Task directions: Every line of the material is to be repeated exactly as it stands.

Data shown:
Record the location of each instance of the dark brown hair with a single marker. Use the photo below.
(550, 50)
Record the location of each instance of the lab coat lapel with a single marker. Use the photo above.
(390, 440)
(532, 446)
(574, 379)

Task output:
Record the location of each instance of the dark brown hair with a single marker. Use the photo below.
(550, 50)
Record the location of each instance of the lab coat lapel with a single marker. Use the photo above.
(390, 440)
(532, 446)
(574, 379)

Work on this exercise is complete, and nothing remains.